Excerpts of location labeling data
--- start ---

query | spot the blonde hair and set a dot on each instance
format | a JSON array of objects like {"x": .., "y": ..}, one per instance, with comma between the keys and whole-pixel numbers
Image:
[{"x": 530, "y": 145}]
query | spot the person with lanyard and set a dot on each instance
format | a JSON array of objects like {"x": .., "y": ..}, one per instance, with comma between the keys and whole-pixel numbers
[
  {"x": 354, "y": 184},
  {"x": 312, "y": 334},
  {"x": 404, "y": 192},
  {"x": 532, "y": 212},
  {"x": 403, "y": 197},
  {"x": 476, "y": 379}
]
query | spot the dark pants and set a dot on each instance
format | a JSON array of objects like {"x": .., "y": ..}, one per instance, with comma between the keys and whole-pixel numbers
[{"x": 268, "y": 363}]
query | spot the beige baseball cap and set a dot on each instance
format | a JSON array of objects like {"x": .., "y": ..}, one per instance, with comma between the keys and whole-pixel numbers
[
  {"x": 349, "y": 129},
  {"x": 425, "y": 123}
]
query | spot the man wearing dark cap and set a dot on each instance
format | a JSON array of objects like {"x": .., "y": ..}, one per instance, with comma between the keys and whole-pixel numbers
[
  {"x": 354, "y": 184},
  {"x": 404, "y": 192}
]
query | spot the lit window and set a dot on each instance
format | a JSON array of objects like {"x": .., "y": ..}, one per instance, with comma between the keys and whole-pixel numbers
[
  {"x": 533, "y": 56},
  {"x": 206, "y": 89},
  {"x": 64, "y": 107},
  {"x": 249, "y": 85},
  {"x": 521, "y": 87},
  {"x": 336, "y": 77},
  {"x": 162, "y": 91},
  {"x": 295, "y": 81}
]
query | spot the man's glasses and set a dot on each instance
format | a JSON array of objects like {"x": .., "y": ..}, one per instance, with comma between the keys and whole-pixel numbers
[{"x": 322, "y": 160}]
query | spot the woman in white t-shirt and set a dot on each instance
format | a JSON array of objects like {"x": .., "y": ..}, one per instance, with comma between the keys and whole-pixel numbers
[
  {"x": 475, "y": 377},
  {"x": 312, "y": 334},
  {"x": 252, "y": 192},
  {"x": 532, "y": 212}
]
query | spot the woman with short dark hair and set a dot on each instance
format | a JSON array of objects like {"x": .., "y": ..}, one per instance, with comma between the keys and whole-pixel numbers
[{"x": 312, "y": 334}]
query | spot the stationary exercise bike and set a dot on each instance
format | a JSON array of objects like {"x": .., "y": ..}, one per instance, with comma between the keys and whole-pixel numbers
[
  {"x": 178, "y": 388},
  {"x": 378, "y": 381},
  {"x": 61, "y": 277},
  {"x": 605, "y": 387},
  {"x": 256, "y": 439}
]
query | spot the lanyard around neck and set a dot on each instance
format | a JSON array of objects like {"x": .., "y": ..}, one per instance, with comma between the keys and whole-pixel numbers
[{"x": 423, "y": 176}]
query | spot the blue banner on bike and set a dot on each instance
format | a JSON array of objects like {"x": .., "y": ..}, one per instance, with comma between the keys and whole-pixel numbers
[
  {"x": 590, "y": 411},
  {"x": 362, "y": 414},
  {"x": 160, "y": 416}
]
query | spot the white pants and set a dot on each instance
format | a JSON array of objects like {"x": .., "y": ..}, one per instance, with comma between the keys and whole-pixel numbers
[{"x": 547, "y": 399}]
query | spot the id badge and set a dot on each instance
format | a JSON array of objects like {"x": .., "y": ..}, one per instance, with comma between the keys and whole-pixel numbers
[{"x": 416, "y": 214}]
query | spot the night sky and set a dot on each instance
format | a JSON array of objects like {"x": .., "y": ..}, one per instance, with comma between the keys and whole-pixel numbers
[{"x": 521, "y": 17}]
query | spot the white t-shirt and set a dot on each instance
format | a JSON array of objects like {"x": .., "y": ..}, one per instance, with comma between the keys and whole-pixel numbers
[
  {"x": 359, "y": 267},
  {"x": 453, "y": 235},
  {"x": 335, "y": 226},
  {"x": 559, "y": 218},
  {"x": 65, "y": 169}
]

--- end ---
--- start ---

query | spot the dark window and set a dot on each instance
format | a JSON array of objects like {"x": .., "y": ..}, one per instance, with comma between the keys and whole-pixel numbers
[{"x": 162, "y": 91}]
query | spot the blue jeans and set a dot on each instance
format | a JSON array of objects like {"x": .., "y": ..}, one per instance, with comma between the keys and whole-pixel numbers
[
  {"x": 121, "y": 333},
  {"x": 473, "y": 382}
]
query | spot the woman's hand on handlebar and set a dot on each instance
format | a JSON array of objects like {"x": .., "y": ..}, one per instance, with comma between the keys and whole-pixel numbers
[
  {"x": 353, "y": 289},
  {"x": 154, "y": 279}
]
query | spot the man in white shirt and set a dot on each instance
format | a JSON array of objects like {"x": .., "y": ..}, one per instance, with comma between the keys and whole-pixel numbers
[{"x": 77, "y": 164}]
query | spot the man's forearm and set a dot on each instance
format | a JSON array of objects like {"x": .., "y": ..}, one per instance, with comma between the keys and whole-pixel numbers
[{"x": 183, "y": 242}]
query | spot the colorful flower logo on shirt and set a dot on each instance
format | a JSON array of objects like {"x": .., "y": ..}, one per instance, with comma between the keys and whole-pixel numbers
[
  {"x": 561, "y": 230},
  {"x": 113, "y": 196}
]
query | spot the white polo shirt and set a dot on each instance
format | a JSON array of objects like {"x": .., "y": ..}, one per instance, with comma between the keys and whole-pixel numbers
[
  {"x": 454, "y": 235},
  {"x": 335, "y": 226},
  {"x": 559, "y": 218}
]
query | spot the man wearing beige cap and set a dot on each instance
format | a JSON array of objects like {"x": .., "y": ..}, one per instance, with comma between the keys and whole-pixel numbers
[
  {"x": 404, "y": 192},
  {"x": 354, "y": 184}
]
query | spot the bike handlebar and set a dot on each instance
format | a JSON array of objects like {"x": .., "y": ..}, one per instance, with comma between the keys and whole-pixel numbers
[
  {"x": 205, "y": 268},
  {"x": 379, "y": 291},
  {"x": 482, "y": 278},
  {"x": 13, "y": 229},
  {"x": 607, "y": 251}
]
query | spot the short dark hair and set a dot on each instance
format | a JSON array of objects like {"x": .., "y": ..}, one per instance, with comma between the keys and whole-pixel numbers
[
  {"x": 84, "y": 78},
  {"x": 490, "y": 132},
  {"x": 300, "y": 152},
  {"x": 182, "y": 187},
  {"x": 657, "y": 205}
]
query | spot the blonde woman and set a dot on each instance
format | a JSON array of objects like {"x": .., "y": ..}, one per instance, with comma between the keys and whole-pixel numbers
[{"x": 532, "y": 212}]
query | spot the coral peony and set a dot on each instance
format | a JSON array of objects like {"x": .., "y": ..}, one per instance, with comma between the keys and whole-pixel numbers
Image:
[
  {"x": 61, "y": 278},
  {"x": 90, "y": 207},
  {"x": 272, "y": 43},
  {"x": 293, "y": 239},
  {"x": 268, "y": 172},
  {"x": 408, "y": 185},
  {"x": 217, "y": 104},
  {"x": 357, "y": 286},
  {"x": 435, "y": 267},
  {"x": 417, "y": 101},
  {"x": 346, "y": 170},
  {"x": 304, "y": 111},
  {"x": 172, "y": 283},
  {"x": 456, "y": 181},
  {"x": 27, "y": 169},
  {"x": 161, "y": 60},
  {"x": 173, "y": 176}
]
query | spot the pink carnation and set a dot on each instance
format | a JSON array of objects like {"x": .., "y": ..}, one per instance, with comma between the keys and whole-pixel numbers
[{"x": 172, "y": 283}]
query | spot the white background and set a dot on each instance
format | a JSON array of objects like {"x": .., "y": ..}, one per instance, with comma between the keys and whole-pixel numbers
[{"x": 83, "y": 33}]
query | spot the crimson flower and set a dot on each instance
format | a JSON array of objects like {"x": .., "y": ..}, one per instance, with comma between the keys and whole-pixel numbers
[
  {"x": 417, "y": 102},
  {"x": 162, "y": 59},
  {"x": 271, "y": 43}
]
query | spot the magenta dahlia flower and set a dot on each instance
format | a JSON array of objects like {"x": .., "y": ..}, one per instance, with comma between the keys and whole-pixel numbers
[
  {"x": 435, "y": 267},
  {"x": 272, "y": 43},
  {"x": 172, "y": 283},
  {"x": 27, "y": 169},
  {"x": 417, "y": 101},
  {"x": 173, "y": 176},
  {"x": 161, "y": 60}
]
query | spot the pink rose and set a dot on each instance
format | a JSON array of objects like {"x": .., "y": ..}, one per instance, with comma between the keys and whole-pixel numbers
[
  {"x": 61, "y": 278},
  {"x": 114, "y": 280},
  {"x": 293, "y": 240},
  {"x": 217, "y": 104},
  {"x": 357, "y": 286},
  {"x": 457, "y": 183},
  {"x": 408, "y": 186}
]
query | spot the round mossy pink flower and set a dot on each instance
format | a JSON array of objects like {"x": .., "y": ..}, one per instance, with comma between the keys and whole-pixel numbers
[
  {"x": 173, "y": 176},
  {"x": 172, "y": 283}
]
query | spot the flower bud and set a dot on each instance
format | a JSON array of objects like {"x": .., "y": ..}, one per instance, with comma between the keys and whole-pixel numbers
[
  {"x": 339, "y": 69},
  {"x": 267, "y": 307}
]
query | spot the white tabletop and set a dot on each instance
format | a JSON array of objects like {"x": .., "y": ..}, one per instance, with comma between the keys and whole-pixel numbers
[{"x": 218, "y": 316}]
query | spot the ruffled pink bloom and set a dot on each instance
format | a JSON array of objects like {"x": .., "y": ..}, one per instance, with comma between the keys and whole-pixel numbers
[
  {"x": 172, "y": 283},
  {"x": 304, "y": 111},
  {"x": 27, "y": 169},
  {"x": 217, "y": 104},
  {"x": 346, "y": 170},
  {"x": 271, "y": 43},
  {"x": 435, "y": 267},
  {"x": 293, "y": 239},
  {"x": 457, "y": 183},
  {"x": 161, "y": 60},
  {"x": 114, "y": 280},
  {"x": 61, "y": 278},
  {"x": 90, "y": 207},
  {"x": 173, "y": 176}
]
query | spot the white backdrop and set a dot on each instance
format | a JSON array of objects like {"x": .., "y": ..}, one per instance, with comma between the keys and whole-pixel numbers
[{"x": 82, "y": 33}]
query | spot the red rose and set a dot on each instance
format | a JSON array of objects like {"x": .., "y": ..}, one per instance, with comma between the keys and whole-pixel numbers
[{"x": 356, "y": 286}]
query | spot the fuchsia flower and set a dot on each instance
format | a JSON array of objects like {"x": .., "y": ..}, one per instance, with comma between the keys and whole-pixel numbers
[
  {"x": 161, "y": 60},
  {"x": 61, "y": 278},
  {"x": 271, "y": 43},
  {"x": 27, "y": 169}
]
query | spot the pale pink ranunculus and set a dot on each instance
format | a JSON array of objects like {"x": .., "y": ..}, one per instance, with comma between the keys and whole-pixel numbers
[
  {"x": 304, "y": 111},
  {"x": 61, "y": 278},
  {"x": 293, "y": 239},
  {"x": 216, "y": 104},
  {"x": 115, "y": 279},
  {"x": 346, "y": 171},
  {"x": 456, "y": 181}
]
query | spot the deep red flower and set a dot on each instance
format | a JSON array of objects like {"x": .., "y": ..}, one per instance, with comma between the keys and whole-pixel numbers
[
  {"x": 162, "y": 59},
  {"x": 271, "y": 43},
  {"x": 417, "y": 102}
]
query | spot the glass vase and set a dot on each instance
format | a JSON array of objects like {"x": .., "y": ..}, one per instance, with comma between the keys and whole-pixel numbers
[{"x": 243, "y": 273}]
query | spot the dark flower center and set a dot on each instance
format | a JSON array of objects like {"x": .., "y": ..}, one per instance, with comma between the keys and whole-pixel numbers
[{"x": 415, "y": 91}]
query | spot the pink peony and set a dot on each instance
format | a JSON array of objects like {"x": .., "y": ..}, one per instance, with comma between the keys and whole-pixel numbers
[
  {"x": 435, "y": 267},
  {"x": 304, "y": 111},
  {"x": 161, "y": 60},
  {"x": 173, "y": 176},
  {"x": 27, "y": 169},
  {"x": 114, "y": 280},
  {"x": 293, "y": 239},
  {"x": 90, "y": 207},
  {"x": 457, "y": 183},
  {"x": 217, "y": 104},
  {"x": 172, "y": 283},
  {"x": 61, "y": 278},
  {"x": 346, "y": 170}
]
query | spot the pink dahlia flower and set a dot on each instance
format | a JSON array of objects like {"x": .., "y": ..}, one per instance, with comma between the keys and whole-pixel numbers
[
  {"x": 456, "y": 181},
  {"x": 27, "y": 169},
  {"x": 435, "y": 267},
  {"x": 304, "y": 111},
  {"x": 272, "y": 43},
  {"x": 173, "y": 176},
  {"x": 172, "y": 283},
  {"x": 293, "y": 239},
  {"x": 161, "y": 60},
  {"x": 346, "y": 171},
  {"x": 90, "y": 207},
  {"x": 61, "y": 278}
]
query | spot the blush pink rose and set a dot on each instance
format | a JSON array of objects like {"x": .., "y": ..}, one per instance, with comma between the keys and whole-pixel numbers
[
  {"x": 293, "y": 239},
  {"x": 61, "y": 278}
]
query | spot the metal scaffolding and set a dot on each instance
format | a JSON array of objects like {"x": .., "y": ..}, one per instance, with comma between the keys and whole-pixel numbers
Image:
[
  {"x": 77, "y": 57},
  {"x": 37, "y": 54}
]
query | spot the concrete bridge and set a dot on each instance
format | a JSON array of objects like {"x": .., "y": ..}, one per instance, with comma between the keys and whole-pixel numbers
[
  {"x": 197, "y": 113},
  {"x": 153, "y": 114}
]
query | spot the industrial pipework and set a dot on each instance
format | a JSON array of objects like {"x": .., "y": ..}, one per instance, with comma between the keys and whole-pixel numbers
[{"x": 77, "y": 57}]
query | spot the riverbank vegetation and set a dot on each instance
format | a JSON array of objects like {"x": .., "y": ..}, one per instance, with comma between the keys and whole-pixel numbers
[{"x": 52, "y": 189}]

--- end ---
--- start ---

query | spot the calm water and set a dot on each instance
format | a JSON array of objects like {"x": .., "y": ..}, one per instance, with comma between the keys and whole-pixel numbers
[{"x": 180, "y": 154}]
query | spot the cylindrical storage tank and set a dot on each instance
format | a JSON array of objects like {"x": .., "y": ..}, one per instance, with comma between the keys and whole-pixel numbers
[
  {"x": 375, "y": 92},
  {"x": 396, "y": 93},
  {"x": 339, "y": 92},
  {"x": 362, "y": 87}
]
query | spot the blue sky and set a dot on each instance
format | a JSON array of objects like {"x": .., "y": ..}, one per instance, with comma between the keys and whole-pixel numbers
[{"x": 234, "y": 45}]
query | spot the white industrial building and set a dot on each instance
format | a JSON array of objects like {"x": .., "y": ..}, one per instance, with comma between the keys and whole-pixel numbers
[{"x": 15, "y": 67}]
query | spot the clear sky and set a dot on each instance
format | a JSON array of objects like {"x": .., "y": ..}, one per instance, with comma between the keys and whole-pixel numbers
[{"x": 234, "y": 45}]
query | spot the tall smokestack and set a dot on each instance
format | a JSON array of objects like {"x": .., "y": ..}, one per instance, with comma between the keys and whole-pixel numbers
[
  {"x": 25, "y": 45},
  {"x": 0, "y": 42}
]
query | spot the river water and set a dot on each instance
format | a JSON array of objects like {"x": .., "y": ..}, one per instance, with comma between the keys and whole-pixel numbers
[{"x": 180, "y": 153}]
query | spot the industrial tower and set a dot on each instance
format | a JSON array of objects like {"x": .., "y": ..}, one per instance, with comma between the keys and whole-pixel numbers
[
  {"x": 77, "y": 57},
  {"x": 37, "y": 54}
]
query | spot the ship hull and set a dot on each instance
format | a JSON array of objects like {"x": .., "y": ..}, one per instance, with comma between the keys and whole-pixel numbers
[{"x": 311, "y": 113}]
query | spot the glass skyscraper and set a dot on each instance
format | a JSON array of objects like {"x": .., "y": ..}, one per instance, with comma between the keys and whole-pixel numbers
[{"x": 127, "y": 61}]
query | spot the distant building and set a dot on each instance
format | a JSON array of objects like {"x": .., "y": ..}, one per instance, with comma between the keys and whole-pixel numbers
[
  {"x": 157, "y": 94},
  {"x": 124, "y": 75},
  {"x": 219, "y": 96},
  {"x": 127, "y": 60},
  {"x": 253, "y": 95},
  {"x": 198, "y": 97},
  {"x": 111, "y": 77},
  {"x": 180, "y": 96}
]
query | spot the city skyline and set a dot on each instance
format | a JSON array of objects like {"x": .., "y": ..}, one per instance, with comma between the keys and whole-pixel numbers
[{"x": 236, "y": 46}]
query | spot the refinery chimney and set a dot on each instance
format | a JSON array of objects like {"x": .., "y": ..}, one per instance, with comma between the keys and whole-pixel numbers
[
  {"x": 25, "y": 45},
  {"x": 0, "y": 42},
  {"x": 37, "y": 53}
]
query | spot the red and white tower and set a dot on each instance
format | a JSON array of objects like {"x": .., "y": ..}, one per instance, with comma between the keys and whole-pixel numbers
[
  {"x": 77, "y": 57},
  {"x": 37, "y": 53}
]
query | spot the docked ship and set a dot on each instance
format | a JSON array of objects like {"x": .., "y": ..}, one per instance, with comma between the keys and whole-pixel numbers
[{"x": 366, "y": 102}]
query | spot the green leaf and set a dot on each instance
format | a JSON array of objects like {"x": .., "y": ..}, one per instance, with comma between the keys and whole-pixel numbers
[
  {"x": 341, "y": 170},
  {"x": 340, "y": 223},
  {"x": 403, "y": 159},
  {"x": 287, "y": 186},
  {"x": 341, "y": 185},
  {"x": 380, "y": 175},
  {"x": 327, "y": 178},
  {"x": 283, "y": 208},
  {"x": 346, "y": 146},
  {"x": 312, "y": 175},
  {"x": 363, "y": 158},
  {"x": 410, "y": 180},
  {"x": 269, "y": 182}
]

--- end ---

- [TO DO] Report how many lines in the data above contain the string "peony", treating case as significant. Reply with only the number.

- [COMPLETE ANSWER] 2